Materials provided START

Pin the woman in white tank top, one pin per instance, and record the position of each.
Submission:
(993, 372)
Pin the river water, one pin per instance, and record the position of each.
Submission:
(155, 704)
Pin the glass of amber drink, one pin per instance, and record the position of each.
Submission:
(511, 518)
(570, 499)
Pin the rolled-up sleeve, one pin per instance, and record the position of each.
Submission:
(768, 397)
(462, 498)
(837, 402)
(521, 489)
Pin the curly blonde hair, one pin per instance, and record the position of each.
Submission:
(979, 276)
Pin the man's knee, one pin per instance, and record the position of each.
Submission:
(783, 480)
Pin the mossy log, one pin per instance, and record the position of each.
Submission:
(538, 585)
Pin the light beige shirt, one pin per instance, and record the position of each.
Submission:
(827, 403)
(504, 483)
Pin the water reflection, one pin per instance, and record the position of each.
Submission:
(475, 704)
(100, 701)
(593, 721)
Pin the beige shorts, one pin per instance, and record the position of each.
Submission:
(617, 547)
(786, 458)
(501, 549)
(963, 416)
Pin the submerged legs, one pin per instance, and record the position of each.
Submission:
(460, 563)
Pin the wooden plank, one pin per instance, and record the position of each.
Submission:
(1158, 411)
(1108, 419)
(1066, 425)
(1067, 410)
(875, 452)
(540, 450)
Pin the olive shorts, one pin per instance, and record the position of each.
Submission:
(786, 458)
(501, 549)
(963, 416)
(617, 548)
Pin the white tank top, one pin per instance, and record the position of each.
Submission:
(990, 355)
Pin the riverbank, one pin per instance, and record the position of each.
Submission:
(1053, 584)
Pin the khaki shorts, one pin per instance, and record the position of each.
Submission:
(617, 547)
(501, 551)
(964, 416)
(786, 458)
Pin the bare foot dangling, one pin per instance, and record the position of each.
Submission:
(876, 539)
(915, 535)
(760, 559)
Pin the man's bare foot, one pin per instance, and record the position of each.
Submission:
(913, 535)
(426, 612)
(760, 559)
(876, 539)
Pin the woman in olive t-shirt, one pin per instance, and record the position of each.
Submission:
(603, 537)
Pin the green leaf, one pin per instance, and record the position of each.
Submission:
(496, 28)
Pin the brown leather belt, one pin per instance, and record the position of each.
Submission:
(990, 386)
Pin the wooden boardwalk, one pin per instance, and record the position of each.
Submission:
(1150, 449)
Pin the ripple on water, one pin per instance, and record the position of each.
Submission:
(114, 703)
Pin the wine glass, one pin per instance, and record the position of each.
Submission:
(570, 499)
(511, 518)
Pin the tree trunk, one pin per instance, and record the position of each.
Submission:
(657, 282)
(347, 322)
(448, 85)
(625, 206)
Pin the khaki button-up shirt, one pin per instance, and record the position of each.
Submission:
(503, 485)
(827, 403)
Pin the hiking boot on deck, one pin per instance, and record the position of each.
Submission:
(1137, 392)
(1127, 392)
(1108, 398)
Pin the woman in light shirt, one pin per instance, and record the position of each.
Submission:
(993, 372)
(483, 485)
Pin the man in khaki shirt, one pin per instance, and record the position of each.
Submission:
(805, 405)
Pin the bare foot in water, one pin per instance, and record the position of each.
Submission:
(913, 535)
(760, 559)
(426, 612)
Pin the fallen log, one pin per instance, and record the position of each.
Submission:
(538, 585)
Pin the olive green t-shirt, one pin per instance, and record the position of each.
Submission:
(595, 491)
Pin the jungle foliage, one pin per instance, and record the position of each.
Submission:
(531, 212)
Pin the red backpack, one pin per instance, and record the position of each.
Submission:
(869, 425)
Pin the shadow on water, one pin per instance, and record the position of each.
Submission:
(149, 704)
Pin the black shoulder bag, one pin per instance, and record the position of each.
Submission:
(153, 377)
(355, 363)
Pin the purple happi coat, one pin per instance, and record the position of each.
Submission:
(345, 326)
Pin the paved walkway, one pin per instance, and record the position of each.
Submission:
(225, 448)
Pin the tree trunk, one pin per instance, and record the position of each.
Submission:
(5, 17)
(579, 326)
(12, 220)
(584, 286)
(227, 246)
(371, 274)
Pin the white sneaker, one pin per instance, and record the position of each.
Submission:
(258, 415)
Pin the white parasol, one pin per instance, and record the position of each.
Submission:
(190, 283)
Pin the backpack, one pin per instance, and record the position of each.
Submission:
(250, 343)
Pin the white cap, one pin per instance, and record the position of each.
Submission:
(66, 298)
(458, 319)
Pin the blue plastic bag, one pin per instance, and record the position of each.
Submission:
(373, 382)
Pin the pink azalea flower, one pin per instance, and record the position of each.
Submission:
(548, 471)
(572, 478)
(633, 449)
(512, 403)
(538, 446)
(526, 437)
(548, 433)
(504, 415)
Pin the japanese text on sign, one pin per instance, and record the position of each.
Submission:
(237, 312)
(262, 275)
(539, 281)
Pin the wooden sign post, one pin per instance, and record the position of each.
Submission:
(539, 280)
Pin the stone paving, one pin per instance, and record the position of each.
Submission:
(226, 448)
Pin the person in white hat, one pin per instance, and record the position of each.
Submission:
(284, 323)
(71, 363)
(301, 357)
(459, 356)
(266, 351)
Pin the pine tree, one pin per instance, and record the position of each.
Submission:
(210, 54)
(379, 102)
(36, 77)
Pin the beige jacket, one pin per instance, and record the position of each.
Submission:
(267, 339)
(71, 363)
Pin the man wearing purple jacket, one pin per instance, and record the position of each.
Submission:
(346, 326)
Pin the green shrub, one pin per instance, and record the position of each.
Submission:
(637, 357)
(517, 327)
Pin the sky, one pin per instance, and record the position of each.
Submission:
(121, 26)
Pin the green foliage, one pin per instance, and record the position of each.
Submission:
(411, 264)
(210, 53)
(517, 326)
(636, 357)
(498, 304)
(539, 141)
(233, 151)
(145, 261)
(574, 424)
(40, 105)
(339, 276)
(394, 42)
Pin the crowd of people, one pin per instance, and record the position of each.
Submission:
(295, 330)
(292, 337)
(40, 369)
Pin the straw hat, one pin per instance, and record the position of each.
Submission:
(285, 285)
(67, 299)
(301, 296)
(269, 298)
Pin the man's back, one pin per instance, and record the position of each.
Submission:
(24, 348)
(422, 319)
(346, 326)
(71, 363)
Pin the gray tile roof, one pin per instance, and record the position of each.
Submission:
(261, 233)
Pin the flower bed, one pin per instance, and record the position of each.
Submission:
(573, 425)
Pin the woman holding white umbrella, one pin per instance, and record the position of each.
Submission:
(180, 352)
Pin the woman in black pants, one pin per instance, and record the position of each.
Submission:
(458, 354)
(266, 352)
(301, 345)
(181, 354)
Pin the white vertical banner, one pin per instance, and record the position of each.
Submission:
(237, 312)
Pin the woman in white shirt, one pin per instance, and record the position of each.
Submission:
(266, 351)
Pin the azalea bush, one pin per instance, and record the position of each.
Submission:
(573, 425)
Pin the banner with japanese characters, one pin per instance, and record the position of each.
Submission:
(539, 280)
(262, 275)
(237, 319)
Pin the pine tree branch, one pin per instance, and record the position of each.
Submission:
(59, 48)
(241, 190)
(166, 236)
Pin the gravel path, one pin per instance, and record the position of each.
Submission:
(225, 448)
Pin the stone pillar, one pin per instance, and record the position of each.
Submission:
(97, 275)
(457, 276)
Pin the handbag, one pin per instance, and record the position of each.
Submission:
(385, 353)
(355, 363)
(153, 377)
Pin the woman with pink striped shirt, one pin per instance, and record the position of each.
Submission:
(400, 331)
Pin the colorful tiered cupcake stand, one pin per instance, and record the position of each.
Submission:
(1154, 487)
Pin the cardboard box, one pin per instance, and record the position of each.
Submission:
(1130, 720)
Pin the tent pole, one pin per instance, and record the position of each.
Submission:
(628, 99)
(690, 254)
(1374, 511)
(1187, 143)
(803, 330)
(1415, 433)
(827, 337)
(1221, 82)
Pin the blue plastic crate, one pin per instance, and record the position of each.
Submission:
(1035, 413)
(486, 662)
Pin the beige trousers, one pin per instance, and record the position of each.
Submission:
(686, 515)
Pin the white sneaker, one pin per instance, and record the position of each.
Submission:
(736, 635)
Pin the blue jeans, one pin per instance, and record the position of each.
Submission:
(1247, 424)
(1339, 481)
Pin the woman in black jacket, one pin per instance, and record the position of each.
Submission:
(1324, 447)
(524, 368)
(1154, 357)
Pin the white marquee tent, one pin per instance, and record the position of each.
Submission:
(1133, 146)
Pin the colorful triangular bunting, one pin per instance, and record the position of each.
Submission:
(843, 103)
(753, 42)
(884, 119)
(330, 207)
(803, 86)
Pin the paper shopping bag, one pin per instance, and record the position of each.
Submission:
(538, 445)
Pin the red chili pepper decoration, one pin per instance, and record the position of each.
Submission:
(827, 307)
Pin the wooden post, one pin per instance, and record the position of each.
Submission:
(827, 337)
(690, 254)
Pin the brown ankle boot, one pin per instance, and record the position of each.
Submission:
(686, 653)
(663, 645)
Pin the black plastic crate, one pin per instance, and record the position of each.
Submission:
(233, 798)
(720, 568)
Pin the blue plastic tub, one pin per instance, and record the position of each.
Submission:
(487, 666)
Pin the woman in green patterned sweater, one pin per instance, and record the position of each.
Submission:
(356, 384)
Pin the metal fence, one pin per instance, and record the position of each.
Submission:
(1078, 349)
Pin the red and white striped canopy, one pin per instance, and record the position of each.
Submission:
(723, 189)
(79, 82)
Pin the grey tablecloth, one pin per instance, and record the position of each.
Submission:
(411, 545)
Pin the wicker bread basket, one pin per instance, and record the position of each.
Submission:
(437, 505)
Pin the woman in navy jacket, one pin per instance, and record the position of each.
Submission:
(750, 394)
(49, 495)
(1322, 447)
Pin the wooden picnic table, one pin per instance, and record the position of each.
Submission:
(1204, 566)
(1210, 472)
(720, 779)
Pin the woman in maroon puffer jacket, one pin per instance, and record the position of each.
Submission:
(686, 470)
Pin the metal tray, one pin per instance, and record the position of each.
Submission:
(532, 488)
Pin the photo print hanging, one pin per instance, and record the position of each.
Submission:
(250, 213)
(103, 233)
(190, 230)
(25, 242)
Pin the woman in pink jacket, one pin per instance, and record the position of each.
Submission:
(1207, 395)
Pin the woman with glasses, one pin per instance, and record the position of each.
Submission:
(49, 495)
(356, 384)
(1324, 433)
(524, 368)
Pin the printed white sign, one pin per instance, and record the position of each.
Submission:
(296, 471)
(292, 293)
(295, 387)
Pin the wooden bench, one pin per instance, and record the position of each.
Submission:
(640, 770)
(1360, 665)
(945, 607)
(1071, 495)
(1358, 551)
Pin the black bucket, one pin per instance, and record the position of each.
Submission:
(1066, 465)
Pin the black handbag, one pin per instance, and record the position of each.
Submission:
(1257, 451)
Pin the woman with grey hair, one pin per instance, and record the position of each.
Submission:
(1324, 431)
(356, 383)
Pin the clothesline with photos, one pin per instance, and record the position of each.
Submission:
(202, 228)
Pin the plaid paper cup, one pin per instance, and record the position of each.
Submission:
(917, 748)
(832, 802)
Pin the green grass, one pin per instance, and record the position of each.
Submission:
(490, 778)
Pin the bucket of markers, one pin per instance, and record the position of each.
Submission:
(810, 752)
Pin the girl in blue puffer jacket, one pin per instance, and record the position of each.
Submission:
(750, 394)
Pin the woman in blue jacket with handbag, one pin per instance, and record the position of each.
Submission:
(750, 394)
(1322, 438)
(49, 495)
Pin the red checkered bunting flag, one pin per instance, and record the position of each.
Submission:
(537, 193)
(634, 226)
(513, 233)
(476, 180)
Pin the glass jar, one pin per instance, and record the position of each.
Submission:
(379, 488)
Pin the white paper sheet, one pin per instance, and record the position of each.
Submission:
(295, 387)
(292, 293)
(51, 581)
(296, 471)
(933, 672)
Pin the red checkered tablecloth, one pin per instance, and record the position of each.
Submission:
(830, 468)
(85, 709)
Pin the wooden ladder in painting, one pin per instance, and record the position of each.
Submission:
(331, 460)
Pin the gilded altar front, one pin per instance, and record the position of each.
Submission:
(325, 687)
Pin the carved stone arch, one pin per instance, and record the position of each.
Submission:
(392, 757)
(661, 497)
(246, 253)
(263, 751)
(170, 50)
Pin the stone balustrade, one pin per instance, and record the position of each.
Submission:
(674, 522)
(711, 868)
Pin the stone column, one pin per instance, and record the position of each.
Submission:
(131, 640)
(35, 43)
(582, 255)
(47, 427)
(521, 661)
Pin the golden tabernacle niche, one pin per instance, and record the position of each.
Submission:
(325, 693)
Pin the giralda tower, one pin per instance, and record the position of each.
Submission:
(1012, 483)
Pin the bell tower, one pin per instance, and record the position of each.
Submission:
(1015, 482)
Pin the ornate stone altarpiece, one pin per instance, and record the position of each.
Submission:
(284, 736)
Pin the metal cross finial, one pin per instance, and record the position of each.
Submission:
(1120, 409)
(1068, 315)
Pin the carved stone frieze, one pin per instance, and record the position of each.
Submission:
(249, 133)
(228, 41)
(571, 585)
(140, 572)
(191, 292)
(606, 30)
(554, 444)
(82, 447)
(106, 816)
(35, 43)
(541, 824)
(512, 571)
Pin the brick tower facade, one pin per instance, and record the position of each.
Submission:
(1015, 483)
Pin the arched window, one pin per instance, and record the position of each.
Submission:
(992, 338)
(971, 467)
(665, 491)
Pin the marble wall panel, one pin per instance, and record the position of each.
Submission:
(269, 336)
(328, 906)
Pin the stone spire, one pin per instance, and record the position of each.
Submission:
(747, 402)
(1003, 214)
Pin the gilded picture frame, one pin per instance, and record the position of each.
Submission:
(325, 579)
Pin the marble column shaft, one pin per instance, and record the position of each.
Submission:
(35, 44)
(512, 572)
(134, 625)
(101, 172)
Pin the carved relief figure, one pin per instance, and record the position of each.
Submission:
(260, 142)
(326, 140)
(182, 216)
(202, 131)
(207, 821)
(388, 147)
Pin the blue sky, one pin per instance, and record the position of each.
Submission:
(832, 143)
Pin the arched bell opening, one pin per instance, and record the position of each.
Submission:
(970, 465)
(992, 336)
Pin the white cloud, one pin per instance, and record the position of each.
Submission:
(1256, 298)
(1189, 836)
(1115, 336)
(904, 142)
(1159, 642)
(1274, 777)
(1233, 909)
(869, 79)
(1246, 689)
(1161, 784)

Materials provided END

— About this task —
Your task is to return each line of the data above that contains the string "arched".

— The completed task —
Pin the arched window, one pin per instance, and record the position of each.
Pin the arched bell opening, one pin per instance, and record the position of each.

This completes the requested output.